-- begin DOCUMENT SECTION --

As explained here.... (http://www.damtp.cam.ac.uk/user/gr/public/bb_pillars.html)
"The four key observational successes of the standard Hot Big Bang model are the following:
Expansion of the Universe
Origin of the cosmic background radiation
Nucleosynthesis of the light elements
Formation of galaxies and large-scale structure
The Big Bang model makes accurate and scientifically testable hypotheses in each of these areas and the remarkable agreement with the observational data gives us considerable confidence in the model."
So I'm with Ken G in his estimate about how sure we are about this theory. Of course, as with ANY scientific theory, the door is ALWAYS left open a crack to allow for future observations. And the big bang theory has become a very large, interlocking web of evidence and independent verifications. We may get a biased view of the entire theory because the most "interesting" parts are those that are at the cutting edge of the theory where there is research in progress. As Antoniseb indicates, there are many finer details being worked out, and of course the proposed answers to the cutting edge details are much less secure then the fundamentals of the theory.
Spaceman Spiff
15-January-2007, 02:20 PM
To add one more voice, it doesn't seem possible that the
observed redshift of distant galaxies can be explained in any
other way than as a Doppler shift, with speed proportional
to distance. That means everything is moving apart. Which
in turn means that everything was once close together.
Beyond those near-certainties you start to get scope for
reasonable disagreement. The closer to the initial moment
of creation, the greater the likelyhood of disagreement.
-- Jeff, in Minneapolis
At the risk of appearing picky, but to quell a popular misconception -
The cosmological redshift, due to the large scale expansion of space-time, is not a Doppler Shift, or let's put it this way: one shouldn't use the (special) relativistic Doppler shift formula to compute a cosmological recession speed of a galaxy. See here (http://www.astronomycafe.net/cosm/expan.html), for example.
ngeo
15-January-2007, 02:54 PM
At the risk of perpetrating (and perpetuating) a horror story, I will have to stand by my claim, Cougar. The Cambridge Cosmology site you link contains what I have termed “educated speculation” very early in the story: “The Universe began about ten billion years ago in a violent explosion; every particle started rushing apart from every other particle in an early super-dense phase. The fact that galaxies are receding from us in all directions is a consequence of this initial explosion . . . .
“Projecting galaxy trajectories backwards in time means that they converge to a high density state - the initial fireball.”

-- end DOCUMENT SECTION --
-- begin RAW DATA --

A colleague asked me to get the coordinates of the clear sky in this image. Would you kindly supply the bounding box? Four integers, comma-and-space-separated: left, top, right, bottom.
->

-- end RAW DATA --

SHORT PROBLEM 1:
Reproduce the passage of the Big Bang discussion that begins with "Beyond those near-certainties" and ends with "likelyhood of disagreement.", keeping every word unchanged.
SHORT PROBLEM 2:
In the Big Bang discussion, which four observational successes of the standard Hot Big Bang model are listed?
SHORT PROBLEM 3:
Continue the Big Bang discussion from the point where it stops.

TASK ANSWER 1:
Beyond those near-certainties you start to get scope for
reasonable disagreement. The closer to the initial moment
of creation, the greater the likelyhood of disagreement.

TASK ANSWER 2:
Expansion of the Universe, origin of the cosmic background radiation, nucleosynthesis of the light elements, and formation of galaxies and large-scale structure.

TASK ANSWER 3:
A beginning? Particles starting to rush apart from each other? An initial explosion or fireball? You can call it something else if you want, but I would call this speculation. And I have an eerie feeling that those interlocking chains of evidence for the “standard” theory (?) hang on the cutting edge research.
However, I can live with “hypothesis” if you like!
Cougar
15-January-2007, 03:24 PM
Particles starting to rush apart from each other? An initial explosion or fireball? You can call it something else if you want, but I would call this speculation.This sounds like an argument from incredulity. Whether you are "comfortable" imagining the implications of the theory is really no argument and irrelevant.
At the risk of perpetrating (and perpetuating) a horror story, I will have to stand by my claim, Cougar.
You apparently speak from a dearth of understanding. The third "key observational success" of the standard Hot Big Bang model" listed above, the formation and abundances of the light elements, is really quite a bit more than a "key observational success." As Harvard's GR prof Tony Rothman says....
"When the temperature dropped far below one billion degrees [three minutes after the big bang] this 'primordial nucleosynthesis' stopped and, according to the [quantum] standard model, we should be left with roughly 25% helium by mass and 2 x 10-5 parts deuterium. It may seem like a miracle that astronomers in fact do measure about 25% helium in the real universe, but it is a miracle squared that they also measure something like 2 x 10-5 parts deuterium."
How else could these ratios have come into being? We know quite a bit about how stars fuse hydrogen into heavier elements. There is, in fact, no other way to generate these specific ratios other than the exceedingly hot but quickly cooling environment of a hot big bang.
As one of those linked sites makes clear, the farther back toward the "beginning" we go, the less we know about what's going on. But even I was somewhat surprised in recently reading a book that matter-of-factly stated that today's science has reached the point that we are practically certain about the conditions and processes occurring one second after the "big bang" and thereafter. Apparently these conditions are achievable in the more powerful particle accelerators, and hence can be tested and verified. Earlier than one second is research in progress.
Ken G
15-January-2007, 03:33 PM
The Cambridge Cosmology site you link contains what I have termed “educated speculation” very early in the story: “The Universe began about ten billion years ago in a violent explosion; every particle started rushing apart from every other particle in an early super-dense phase. The fact that galaxies are receding from us in all directions is a consequence of this initial explosion . . . .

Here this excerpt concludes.